**Your task**: Update the data below so that "put a pin on" becomes "place a marker on" everywhere, with nothing else changed. Omit the pictures from your answer.

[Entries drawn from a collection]
--- begin ---
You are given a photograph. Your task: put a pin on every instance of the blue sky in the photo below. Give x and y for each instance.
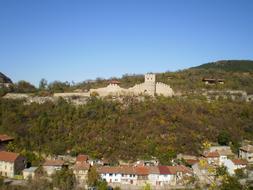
(74, 40)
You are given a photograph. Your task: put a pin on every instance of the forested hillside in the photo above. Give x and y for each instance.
(158, 127)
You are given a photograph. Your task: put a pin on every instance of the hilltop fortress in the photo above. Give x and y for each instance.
(149, 87)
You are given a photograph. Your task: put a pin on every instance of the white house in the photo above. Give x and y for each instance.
(234, 164)
(80, 171)
(11, 164)
(246, 152)
(51, 166)
(110, 174)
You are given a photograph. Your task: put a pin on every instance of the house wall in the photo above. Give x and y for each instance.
(7, 169)
(112, 177)
(129, 179)
(20, 164)
(27, 175)
(246, 155)
(166, 179)
(81, 176)
(154, 179)
(164, 89)
(51, 169)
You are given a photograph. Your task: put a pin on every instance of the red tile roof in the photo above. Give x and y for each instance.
(247, 148)
(8, 156)
(239, 162)
(191, 161)
(53, 163)
(4, 137)
(142, 170)
(164, 170)
(82, 158)
(214, 154)
(108, 169)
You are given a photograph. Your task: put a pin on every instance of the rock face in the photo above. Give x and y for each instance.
(4, 80)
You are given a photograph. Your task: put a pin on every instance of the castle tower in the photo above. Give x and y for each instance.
(150, 84)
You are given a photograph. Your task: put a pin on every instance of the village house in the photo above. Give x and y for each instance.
(234, 164)
(212, 157)
(11, 164)
(110, 174)
(140, 175)
(246, 152)
(212, 81)
(81, 158)
(80, 171)
(29, 173)
(128, 175)
(51, 166)
(4, 141)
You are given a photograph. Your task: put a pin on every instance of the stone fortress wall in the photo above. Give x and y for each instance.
(149, 87)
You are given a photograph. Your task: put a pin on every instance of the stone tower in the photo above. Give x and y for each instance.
(150, 84)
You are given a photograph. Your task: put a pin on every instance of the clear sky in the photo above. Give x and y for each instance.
(74, 40)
--- end ---
**Solution**:
You are given a photograph. Your task: place a marker on every instance of the blue sky in the photo below. Give x and y for each instance.
(74, 40)
You are given a photograph. Your task: place a marker on every instance of the forested hillside in the photo above. Give x and y for each instance.
(158, 127)
You are given a photograph. Your task: place a marker on every instance of the hilltop fortress in the photo above. Give x and y for each instance.
(149, 87)
You are given a photograph. Your task: place a marker on every instance of the white house in the photo above. Give x and y for each instance.
(234, 164)
(80, 171)
(11, 164)
(246, 152)
(51, 166)
(110, 174)
You are given a photograph. Your task: place a marker on every instance of the house wall in the photo above. Give x and y for each instance.
(7, 169)
(112, 177)
(129, 179)
(20, 164)
(27, 175)
(246, 155)
(166, 179)
(81, 176)
(154, 179)
(164, 89)
(51, 169)
You are given a photograph. Your task: place a marker on every instance of the red tile roof in the photo above. Give x and y for each instance.
(247, 148)
(8, 156)
(239, 162)
(191, 161)
(53, 163)
(4, 137)
(142, 170)
(164, 170)
(82, 158)
(214, 154)
(108, 169)
You are given a photograph. Your task: place a marker on every instance of the rock face in the photo above. Give x and y for each instance.
(4, 80)
You are given a photograph. Your task: place a marker on every instance of the castle tower in the photo above. Give x and y for each instance.
(150, 84)
You are given a photograph. Your task: place a marker on every instance of the village house in the photo above. Give x and y for each instance.
(234, 164)
(212, 157)
(11, 164)
(110, 174)
(140, 175)
(246, 152)
(212, 81)
(81, 158)
(80, 171)
(29, 173)
(128, 175)
(51, 166)
(4, 141)
You are given a photograph. Your task: place a marker on every instance of the stone fortress wall in the photo above. Give x and y for each instance.
(149, 87)
You are given a photograph. Your task: place a marker on every instance of the stone tower in the photo above. Give x and y for each instance.
(150, 84)
You are given a photograph. Your task: place a marker on every instance of the clear sky in the photo above. Give x and y for each instance.
(74, 40)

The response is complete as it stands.